Pull out the lines of the entries below, starting at the line with "guard house and report its bounding box." and continuing through the line with "[203,95,211,106]", and copy them word for word.

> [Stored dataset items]
-=-=-

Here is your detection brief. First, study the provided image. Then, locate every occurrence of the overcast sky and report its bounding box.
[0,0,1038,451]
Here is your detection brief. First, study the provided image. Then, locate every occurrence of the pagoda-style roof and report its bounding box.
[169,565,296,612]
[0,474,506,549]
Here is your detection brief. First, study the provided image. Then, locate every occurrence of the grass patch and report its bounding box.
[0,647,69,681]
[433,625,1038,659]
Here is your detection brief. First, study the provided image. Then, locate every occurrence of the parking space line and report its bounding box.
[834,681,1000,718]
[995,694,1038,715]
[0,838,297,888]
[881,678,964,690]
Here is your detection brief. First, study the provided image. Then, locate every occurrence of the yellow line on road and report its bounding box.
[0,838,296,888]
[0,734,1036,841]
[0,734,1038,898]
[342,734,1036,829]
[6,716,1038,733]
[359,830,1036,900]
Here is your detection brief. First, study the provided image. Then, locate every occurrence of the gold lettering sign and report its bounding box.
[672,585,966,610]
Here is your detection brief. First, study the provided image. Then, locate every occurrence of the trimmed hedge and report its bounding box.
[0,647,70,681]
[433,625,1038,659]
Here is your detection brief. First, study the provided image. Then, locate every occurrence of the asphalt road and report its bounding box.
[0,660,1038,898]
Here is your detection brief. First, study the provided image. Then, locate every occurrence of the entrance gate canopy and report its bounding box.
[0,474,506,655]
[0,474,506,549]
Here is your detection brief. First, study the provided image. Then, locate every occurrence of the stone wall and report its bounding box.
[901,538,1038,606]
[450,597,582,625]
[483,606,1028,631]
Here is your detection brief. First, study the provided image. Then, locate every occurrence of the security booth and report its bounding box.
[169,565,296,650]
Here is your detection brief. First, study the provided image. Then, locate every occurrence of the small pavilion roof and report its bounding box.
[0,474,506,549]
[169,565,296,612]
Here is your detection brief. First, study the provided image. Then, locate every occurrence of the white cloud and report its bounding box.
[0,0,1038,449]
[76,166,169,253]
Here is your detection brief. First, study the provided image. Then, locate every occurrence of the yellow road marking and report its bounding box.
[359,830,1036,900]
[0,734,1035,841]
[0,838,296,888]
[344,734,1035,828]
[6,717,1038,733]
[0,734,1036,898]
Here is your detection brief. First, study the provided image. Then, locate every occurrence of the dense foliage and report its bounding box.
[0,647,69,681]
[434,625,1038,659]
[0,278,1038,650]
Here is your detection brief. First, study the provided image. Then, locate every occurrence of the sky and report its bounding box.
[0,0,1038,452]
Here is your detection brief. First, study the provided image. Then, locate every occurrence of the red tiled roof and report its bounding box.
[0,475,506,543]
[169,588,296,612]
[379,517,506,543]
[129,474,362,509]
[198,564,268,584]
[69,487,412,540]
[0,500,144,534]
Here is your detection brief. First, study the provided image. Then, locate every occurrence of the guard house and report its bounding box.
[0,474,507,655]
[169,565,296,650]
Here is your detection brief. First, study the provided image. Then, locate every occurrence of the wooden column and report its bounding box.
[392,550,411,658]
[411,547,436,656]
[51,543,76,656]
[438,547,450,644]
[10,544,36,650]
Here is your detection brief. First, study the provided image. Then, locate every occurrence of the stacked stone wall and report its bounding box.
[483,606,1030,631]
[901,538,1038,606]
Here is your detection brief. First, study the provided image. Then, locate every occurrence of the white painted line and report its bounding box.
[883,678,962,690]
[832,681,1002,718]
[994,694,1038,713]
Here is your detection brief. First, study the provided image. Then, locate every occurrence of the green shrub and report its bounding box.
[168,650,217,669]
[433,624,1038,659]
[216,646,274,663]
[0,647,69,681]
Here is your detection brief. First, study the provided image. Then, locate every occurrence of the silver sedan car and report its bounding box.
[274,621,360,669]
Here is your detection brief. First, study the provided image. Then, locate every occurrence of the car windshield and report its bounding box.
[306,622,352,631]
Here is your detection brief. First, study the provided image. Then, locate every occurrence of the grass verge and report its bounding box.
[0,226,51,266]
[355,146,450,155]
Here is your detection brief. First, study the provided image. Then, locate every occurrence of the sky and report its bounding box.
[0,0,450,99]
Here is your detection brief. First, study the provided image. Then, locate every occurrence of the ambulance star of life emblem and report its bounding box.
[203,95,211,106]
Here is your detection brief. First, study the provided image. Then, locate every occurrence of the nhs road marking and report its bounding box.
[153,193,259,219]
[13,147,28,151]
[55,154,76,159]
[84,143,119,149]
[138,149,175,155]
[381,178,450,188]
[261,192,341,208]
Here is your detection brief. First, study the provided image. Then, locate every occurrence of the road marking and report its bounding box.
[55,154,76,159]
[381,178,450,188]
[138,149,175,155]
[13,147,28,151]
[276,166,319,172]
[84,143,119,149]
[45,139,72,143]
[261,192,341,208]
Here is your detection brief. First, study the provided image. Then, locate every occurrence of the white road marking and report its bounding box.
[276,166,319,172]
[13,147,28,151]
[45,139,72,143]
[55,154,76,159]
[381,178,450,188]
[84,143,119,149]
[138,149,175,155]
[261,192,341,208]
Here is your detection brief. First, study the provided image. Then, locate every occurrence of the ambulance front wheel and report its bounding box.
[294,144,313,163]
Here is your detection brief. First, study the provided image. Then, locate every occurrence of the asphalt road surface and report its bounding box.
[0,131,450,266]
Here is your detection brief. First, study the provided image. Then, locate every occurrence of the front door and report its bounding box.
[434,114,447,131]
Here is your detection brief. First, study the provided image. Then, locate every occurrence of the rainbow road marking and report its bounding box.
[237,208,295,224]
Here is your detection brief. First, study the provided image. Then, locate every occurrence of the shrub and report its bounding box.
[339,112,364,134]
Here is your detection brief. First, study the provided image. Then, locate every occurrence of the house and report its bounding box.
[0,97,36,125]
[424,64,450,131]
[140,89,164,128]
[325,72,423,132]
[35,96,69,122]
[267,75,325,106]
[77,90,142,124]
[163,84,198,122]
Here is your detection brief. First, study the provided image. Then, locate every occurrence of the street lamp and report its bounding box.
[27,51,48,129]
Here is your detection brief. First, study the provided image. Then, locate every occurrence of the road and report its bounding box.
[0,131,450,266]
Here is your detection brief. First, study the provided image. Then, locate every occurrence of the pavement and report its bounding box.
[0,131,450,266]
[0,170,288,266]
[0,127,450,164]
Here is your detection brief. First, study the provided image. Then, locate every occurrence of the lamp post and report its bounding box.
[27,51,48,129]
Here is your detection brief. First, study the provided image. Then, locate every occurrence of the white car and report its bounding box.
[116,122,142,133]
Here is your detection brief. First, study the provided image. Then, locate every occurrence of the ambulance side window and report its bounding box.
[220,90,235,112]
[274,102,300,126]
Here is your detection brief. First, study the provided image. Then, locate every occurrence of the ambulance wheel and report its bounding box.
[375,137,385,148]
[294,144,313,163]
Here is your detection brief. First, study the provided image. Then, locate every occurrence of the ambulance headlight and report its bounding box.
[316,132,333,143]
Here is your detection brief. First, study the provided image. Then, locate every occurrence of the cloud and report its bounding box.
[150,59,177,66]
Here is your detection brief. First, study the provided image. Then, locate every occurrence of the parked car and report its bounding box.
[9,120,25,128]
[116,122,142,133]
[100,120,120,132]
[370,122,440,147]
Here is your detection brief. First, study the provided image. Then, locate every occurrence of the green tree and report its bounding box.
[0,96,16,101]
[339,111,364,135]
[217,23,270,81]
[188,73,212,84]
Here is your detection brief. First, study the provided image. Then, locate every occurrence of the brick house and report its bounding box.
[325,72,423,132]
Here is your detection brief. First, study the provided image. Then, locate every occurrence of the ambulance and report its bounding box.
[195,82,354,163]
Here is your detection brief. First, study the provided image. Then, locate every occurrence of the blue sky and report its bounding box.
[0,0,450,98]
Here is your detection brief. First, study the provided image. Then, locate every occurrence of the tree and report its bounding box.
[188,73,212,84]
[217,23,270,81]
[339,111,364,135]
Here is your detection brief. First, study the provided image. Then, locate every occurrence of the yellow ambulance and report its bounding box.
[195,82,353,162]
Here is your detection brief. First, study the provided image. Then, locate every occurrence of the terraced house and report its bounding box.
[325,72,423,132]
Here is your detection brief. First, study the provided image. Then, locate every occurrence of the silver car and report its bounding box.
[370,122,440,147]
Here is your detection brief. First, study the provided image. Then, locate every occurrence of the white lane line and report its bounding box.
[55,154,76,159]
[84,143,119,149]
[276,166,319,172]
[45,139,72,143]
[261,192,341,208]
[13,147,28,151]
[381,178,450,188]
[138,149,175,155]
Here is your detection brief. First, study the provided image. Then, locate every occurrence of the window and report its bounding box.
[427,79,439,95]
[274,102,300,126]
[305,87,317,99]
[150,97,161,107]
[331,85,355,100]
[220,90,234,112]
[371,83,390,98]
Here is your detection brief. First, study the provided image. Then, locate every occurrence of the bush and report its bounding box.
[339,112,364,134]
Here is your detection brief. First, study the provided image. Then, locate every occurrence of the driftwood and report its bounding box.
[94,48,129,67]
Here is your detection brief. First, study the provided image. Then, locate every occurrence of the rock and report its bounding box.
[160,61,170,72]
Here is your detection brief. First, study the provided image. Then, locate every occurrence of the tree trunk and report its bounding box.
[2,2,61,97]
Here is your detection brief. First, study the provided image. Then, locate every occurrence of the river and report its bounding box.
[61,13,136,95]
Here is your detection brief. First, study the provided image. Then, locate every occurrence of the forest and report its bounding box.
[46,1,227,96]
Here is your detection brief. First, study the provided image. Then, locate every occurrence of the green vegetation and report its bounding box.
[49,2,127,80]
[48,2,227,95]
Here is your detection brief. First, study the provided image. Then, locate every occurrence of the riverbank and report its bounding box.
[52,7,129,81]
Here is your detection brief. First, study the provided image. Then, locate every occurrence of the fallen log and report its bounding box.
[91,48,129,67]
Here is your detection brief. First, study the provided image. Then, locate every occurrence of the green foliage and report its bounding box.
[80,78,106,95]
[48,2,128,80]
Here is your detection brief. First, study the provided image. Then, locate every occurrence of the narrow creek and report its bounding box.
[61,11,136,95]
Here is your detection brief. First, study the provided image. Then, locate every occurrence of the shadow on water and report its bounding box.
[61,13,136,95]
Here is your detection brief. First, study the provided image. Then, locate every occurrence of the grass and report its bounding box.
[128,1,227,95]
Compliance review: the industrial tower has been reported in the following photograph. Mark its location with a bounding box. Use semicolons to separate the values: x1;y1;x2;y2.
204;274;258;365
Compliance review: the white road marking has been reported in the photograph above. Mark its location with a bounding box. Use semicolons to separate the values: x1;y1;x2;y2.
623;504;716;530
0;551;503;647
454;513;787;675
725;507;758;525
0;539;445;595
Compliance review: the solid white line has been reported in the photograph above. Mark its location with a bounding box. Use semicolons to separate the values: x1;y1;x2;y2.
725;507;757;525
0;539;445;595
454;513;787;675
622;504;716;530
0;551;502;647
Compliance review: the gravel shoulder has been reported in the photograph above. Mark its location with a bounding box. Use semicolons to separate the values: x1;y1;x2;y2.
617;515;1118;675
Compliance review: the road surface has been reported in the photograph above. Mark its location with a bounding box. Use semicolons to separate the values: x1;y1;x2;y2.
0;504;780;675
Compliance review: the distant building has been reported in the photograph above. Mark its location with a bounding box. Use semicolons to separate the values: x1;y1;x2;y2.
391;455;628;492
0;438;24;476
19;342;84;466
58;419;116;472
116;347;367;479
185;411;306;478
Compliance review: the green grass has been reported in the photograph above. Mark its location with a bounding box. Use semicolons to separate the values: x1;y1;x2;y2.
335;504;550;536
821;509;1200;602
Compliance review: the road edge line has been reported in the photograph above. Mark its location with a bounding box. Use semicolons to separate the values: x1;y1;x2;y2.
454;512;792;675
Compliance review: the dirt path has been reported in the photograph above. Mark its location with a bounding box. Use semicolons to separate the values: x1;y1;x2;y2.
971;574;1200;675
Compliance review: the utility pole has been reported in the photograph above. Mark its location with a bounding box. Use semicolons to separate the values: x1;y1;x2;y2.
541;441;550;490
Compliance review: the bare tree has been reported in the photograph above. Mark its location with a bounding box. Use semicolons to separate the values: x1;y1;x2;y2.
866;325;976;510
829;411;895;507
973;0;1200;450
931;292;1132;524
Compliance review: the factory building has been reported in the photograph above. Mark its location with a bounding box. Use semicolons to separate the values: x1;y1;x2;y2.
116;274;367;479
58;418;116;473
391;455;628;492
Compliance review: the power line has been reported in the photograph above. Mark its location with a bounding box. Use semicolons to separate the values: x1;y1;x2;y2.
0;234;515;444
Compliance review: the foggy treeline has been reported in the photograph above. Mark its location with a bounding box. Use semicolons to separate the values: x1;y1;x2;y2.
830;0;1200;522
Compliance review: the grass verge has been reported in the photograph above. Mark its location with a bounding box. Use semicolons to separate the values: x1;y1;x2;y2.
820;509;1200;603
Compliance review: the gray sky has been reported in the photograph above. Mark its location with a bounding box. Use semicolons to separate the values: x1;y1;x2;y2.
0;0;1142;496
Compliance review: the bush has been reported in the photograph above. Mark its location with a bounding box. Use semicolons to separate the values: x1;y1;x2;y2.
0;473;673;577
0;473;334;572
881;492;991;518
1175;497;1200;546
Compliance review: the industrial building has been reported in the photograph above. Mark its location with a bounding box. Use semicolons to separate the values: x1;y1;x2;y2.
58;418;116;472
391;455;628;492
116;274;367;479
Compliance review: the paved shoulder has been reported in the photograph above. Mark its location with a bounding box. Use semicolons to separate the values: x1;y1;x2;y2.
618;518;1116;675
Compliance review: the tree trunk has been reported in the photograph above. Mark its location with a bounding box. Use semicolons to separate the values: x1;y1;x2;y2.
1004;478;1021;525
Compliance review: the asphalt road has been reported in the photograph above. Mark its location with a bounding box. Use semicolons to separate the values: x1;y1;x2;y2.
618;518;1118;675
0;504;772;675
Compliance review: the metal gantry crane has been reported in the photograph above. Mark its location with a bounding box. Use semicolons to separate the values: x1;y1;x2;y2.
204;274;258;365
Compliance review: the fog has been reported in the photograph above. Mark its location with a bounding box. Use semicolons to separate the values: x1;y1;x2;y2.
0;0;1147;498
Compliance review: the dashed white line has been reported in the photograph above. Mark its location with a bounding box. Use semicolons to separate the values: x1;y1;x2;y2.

-=-=-

> [IN RESPONSE]
Here is your detection brief. First, study the provided image. Then, locate every occurrence of the guard house and report its bounding box.
[0,474,507,655]
[169,565,296,650]
Here is your detection brief. First, study the provided image. Then, locate every occurrence of the wooden column and report its bounding box.
[392,550,411,658]
[411,547,436,656]
[51,543,76,656]
[438,547,450,644]
[10,544,36,650]
Here is your detection brief. First, study the provided image. Then, locate every occurrence of the stacked stone wall and report its bounding box.
[483,606,1030,631]
[901,538,1038,606]
Here is your detection brief. First, study the provided image. Then, locate every occurrence of the white painted line and report its bounding box.
[883,678,962,690]
[832,681,1002,718]
[994,694,1038,713]
Here is your detection brief. First, study the provided image. Then, locate every occurrence of the green shrub and report its bounding box.
[168,650,217,669]
[433,624,1038,659]
[216,646,274,663]
[0,647,69,681]
Here is your detection brief. First, study the provided image. Then, locate every occurrence of the silver sedan car and report its bounding box.
[274,621,360,669]
Here is your detection brief. First, study the provided image. Then, locate every occurrence of the car windshield and report its bounding box.
[306,622,352,631]
Here is your detection brief. First, study the provided image. Then, locate every occurrence of the grass verge and report its bounding box.
[0,226,51,266]
[355,146,450,155]
Here is your detection brief. First, study the provided image. Then, locate every occurrence of the sky and report its bounding box.
[0,0,450,99]
Here is your detection brief. First, study the provided image. Then, locate every occurrence of the ambulance star of life emblem and report its bounding box.
[203,95,211,106]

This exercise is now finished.